— START ENTRIES SUPPLIED —

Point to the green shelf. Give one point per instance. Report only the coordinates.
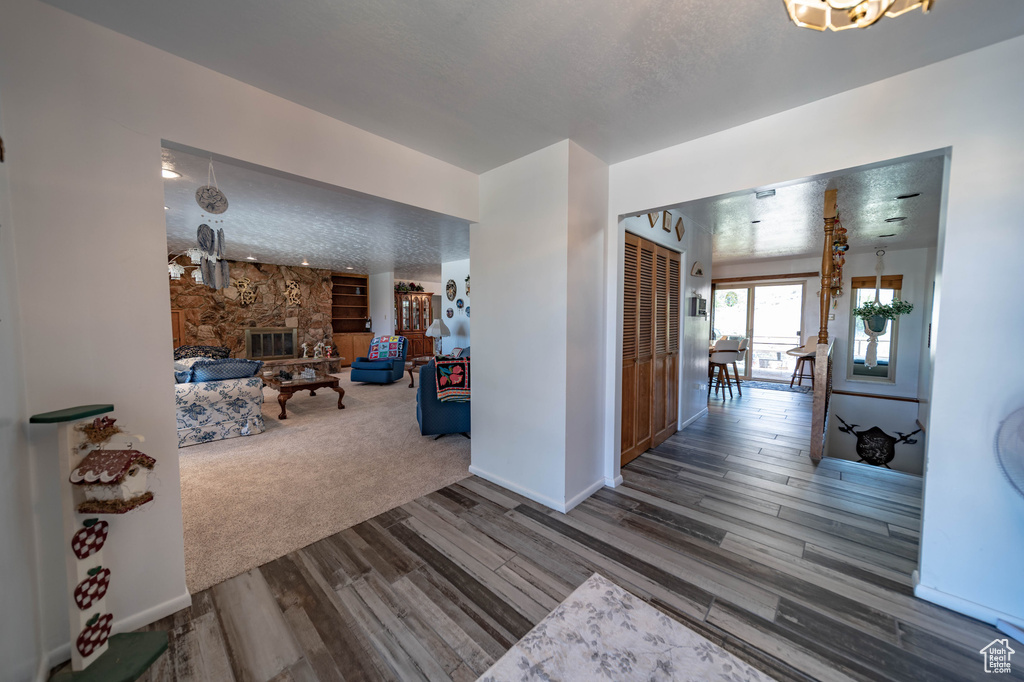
(127, 658)
(71, 414)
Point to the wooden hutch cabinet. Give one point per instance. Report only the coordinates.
(413, 315)
(349, 311)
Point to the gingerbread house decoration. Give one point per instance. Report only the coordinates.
(114, 481)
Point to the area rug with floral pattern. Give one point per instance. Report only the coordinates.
(602, 632)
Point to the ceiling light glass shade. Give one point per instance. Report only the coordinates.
(843, 14)
(175, 270)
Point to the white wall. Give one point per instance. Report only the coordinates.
(458, 324)
(911, 263)
(382, 302)
(537, 375)
(975, 103)
(19, 635)
(85, 111)
(588, 215)
(519, 416)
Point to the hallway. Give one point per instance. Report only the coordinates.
(727, 526)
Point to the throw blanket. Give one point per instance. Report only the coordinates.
(453, 379)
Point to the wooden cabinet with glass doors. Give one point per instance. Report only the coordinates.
(413, 315)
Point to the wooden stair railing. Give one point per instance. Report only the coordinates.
(823, 354)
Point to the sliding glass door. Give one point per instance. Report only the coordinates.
(771, 316)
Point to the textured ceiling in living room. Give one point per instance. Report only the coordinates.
(788, 224)
(282, 219)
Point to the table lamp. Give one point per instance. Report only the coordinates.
(436, 330)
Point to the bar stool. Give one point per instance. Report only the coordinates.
(726, 352)
(740, 356)
(805, 355)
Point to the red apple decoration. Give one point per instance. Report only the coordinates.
(92, 588)
(89, 540)
(94, 635)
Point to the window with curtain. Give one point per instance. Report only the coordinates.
(862, 290)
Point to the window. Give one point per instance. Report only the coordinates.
(885, 370)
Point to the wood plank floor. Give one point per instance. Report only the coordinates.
(803, 570)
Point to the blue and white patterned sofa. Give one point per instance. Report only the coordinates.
(216, 410)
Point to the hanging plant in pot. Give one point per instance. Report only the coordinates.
(877, 315)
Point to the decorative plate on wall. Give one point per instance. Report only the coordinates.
(211, 200)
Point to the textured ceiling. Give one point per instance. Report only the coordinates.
(284, 220)
(791, 222)
(480, 83)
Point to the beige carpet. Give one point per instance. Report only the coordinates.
(249, 500)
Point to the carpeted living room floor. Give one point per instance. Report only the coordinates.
(249, 500)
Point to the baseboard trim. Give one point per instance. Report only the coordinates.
(130, 624)
(515, 487)
(693, 419)
(583, 495)
(965, 606)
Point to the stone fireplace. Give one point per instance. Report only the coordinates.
(265, 343)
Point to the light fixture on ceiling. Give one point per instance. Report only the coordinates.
(843, 14)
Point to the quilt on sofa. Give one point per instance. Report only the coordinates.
(216, 410)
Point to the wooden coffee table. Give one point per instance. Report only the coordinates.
(287, 389)
(415, 363)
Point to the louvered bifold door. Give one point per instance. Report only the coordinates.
(666, 407)
(630, 290)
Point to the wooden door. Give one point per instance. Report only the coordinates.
(178, 327)
(666, 409)
(650, 345)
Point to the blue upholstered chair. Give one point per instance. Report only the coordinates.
(380, 371)
(438, 418)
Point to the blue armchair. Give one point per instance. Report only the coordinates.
(380, 371)
(434, 417)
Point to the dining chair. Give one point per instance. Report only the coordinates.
(805, 355)
(726, 352)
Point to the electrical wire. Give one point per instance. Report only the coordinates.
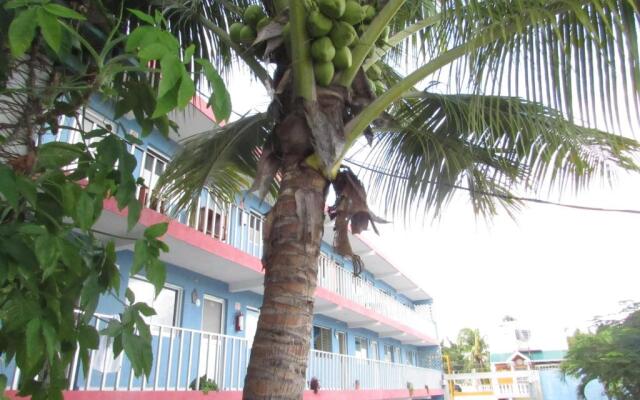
(498, 195)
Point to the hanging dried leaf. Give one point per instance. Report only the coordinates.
(325, 118)
(272, 30)
(350, 206)
(268, 166)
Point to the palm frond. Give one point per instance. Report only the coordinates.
(223, 160)
(437, 144)
(580, 57)
(409, 17)
(186, 18)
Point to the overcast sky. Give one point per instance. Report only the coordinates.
(552, 268)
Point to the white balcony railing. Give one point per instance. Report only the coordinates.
(342, 372)
(181, 356)
(337, 279)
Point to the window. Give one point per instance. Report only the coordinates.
(388, 353)
(411, 357)
(396, 354)
(362, 348)
(152, 167)
(167, 304)
(342, 342)
(322, 339)
(375, 351)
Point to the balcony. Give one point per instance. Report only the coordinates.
(241, 228)
(341, 281)
(182, 355)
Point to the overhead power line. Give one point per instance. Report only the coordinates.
(501, 196)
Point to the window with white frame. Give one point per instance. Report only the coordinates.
(375, 351)
(362, 347)
(167, 304)
(388, 353)
(152, 167)
(322, 339)
(411, 357)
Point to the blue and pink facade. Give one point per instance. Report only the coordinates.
(373, 335)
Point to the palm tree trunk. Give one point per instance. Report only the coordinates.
(293, 232)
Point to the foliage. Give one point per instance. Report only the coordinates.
(611, 355)
(469, 353)
(54, 265)
(204, 384)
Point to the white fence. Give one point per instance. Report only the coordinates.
(341, 372)
(182, 356)
(339, 280)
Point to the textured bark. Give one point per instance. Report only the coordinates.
(293, 232)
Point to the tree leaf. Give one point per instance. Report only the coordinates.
(142, 16)
(140, 256)
(171, 70)
(50, 28)
(188, 53)
(85, 211)
(51, 340)
(22, 31)
(34, 344)
(156, 230)
(154, 51)
(47, 251)
(8, 186)
(62, 11)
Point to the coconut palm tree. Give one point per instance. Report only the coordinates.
(526, 84)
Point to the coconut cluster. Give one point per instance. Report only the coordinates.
(334, 27)
(253, 20)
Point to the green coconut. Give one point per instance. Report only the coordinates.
(353, 13)
(374, 72)
(262, 23)
(318, 25)
(324, 72)
(343, 58)
(323, 50)
(332, 8)
(343, 34)
(247, 34)
(234, 31)
(369, 12)
(252, 15)
(384, 36)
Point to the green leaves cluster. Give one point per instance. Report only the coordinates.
(54, 266)
(611, 354)
(52, 261)
(469, 353)
(33, 15)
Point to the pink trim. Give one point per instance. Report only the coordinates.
(236, 395)
(197, 239)
(348, 304)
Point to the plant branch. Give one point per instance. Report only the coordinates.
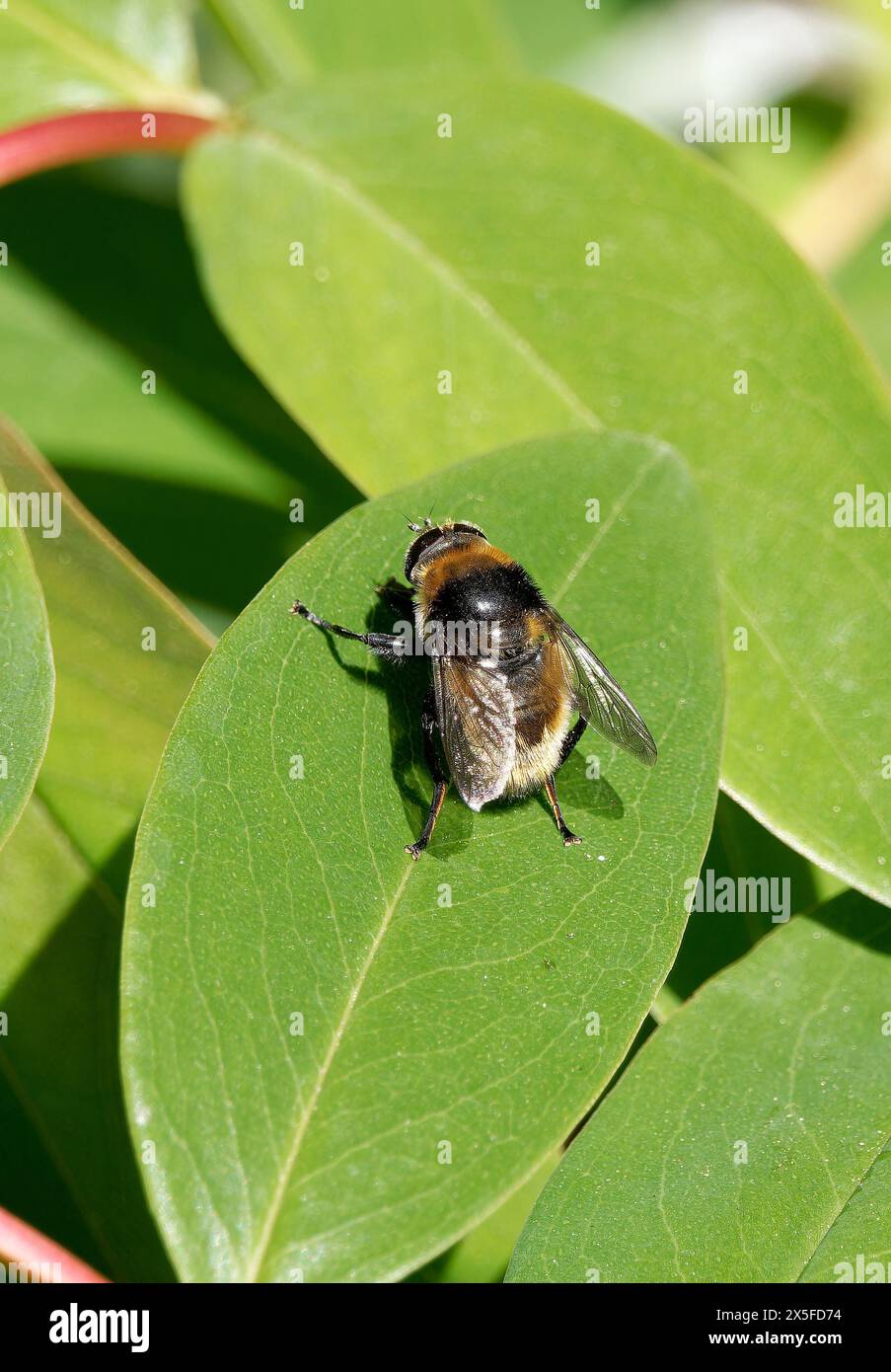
(34, 1252)
(95, 133)
(848, 199)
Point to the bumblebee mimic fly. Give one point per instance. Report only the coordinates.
(509, 674)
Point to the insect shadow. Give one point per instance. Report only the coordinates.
(405, 685)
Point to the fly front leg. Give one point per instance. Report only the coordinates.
(558, 815)
(440, 781)
(388, 645)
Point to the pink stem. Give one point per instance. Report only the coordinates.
(94, 133)
(32, 1250)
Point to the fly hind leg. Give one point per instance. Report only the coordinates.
(387, 645)
(440, 782)
(566, 834)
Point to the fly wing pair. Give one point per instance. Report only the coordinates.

— END ENTRIES SUPPLIED —

Can you rewrite the part that opens with the line containing "Point to the plant" and closes at the end of the items, swapping "fly" for "hoverfly" and leaving everything else unchanged? Omit the pictures from your answer.

Point to the plant branch. Give one point per instance. Report only the coordinates.
(34, 1252)
(95, 133)
(848, 199)
Point to the bumblebee mimic hoverfly. Give one point per instance. Report only the coordinates.
(509, 674)
Point to the insect shadow. Give one point per instance. Report only the coordinates.
(405, 685)
Point to the hoverfly front leg. Give one point per instance. Report only the coordinates.
(558, 815)
(440, 781)
(388, 645)
Point to the pink stem. Give one point per instance. Report only the coordinates.
(94, 133)
(32, 1250)
Point to the hoverfly hind leg. Give one point per instance. Report only the coordinates.
(387, 645)
(440, 782)
(566, 834)
Point to the hoverfly wing pair. Give one point per instance. Report only the coordinates.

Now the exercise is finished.